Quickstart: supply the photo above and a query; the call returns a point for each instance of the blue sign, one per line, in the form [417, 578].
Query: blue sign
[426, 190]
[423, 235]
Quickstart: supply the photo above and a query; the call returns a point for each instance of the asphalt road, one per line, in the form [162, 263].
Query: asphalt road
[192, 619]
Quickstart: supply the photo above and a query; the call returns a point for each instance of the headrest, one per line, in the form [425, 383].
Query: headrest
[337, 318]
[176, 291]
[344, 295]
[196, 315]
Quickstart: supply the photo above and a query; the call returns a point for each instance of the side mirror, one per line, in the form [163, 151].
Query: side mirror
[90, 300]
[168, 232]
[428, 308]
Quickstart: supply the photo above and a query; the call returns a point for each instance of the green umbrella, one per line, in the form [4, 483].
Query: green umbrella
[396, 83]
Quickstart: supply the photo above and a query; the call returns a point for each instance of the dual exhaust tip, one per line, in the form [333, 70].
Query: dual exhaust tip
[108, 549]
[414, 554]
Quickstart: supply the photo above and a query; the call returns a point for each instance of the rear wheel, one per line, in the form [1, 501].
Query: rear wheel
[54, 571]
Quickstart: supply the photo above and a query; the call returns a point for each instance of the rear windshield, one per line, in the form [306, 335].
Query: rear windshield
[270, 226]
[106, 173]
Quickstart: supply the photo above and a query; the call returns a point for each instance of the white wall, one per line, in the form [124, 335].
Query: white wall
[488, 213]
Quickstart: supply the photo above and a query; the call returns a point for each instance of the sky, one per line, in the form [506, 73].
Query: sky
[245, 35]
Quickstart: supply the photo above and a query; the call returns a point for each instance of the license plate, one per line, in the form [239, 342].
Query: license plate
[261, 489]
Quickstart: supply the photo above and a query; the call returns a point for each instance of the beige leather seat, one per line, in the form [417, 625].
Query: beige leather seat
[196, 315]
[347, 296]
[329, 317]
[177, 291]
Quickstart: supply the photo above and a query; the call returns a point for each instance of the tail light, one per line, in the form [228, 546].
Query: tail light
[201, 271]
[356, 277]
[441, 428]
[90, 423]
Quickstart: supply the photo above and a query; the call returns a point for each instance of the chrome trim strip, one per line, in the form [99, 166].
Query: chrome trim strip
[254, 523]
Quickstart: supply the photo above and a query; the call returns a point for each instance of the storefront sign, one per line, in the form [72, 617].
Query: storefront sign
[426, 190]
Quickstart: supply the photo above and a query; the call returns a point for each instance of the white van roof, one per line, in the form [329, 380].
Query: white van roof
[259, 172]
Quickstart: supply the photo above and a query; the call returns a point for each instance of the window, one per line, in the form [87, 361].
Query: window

· · ·

Rescale the entries from the line with "form [417, 625]." up to and including the last line of the entries. Write those lines out again with the requests unchanged, multiply every point coordinate in the answers by 0.35, round to whole numbers with halves going up, and give only those lines.

Quickstart: supply the photo above and a query; the call returns a point for each instance of the beige leather seat, one per line, in the form [417, 625].
Query: beige leather seat
[69, 110]
[121, 104]
[115, 111]
[62, 102]
Quickstart: supply the photo above and a query; the call returns a point for each instance of the tail light, one per line, in the form [228, 546].
Query: tail light
[70, 95]
[125, 97]
[154, 150]
[32, 148]
Quickstart: supply the photo above and a query; the call returns a point for each instance of the chrome trim strip, one per line, in the form [99, 166].
Query: chrome trim strip
[89, 183]
Quickstart: supply the photo above and a query; the call returns a point for each instance of the storefront sign, one per line, in the form [72, 617].
Query: storefront sign
[149, 67]
Quickstart: supply the photo above and a query; the call returns a point for each instance of the white van roof, one per line, in the form [329, 380].
Query: white van roof
[91, 60]
Quickstart: supply the photo above and a query; the call returns a point for each instance of the window, one per line, in the form [87, 361].
Query: window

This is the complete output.